From the entries below, copy exactly the lines from the one that contains "Practice step: find the dirt" through the one that contains "Practice step: find the bush", both included, and only those.
[[ STUDY MATERIAL open ]]
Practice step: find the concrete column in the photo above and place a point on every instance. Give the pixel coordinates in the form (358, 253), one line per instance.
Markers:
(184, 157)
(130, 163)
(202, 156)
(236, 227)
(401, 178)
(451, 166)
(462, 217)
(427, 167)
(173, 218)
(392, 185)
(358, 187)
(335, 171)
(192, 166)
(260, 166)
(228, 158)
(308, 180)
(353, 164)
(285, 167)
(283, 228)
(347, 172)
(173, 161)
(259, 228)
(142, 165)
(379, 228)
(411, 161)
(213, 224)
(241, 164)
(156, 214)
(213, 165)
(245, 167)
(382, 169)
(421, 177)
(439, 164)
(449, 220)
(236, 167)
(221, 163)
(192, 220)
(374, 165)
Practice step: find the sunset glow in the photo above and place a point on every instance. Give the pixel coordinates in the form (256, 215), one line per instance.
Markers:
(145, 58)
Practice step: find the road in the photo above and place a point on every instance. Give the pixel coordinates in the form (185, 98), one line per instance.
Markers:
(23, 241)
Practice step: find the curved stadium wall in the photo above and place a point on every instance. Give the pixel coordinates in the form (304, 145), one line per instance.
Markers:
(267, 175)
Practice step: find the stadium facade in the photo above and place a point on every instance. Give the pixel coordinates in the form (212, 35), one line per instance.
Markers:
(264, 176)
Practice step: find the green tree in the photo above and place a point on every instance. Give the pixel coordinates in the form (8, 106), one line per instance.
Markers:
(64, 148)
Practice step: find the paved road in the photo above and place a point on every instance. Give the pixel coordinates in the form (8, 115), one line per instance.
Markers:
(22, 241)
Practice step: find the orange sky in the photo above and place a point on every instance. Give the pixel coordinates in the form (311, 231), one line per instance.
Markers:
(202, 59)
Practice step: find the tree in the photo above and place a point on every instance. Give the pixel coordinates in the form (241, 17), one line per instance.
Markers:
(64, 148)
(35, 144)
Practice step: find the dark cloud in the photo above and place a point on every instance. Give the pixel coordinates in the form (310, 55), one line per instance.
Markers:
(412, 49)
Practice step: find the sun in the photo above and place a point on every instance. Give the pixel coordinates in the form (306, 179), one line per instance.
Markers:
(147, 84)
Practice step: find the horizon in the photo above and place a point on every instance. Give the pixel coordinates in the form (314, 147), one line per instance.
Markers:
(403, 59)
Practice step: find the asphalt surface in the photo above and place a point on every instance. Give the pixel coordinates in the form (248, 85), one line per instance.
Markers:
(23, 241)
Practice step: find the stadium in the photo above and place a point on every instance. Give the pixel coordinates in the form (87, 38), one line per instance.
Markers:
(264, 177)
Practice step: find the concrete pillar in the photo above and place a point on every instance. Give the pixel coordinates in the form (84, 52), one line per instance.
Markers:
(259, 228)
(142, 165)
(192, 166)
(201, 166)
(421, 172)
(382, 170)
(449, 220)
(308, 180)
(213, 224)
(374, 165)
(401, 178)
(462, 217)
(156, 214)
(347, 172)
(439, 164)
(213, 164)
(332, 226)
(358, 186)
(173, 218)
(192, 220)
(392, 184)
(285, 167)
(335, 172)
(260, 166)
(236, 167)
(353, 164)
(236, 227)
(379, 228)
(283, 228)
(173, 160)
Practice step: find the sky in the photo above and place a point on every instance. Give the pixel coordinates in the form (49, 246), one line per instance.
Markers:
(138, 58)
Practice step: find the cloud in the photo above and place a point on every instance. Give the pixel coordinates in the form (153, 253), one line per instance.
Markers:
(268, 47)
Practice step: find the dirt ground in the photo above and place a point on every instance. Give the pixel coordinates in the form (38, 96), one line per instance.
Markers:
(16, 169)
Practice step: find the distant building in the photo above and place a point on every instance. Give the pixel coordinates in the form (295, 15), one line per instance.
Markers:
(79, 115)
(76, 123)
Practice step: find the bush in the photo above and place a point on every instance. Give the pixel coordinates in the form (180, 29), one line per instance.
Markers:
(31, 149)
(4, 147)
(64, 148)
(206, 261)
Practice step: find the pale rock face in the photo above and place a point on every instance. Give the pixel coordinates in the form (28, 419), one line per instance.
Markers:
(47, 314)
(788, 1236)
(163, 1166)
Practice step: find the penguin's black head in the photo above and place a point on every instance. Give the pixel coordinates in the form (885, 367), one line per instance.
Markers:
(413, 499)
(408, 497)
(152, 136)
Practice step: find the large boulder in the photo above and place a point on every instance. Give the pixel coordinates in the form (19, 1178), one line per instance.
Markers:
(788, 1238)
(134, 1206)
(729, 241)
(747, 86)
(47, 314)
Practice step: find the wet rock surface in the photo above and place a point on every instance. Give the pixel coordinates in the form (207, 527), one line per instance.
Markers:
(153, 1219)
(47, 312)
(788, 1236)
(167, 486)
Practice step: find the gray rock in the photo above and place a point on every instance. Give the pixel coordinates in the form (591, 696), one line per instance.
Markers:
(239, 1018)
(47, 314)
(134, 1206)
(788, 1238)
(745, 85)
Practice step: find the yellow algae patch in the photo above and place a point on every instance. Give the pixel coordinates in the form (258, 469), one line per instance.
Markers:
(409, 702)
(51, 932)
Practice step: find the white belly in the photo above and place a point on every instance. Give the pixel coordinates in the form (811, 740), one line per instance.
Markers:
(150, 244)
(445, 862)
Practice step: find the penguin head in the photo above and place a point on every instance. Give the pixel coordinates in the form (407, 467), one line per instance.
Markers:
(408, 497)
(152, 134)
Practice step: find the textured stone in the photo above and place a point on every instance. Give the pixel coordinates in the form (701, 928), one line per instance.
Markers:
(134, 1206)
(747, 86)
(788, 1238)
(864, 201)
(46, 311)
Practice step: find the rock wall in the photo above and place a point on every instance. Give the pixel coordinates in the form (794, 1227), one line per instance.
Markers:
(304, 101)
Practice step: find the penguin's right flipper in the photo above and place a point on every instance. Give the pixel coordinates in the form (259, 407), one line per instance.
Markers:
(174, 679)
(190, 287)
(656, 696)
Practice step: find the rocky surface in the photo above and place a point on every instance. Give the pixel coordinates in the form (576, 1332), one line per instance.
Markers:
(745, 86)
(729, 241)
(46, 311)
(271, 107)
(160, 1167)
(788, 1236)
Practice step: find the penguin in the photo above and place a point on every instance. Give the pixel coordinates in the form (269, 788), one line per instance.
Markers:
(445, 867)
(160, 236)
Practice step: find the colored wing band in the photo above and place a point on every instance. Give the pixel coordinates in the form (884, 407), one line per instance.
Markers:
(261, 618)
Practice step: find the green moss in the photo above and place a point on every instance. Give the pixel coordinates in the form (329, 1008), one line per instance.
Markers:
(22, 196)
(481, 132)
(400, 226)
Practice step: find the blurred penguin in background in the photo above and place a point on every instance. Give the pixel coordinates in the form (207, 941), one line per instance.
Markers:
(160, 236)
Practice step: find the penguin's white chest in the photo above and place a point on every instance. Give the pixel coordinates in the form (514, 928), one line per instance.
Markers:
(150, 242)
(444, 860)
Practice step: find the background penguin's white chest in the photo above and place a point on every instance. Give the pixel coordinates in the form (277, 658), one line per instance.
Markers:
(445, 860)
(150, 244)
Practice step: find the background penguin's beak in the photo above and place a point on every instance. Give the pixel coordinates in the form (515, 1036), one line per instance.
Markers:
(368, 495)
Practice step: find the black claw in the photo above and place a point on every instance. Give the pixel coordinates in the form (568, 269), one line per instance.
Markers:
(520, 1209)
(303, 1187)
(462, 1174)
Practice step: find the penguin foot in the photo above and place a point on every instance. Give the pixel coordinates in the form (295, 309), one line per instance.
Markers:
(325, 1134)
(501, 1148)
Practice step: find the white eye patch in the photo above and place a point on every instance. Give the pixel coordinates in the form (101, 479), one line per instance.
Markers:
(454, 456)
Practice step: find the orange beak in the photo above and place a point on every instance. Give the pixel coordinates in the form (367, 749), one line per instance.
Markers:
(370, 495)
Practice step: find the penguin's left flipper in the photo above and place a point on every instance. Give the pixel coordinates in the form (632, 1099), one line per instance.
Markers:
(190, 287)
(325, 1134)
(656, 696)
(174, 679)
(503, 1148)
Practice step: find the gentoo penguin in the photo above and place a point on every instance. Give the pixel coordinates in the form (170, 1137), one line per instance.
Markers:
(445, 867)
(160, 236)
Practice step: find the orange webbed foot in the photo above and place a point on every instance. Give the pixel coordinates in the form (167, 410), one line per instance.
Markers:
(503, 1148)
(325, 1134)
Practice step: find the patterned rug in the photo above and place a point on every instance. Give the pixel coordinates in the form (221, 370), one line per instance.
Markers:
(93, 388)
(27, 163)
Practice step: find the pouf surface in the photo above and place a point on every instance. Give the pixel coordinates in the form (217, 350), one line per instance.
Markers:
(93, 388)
[[ STUDY MATERIAL closed ]]
WRITTEN ANSWER >>
Practice step: find the dirt ground in the photo above and place a point on every instance. Give the pixel coordinates in the form (38, 96), one line per instance.
Markers:
(16, 169)
Practice step: find the distant building in the photo above and place a point on every instance. Give the pixel coordinates in the form (295, 15), one line per instance.
Markers:
(79, 115)
(76, 123)
Practice step: find the bush in the photo above and place a point on every instance. Give the pixel coordinates in the form (180, 29), one line per instance.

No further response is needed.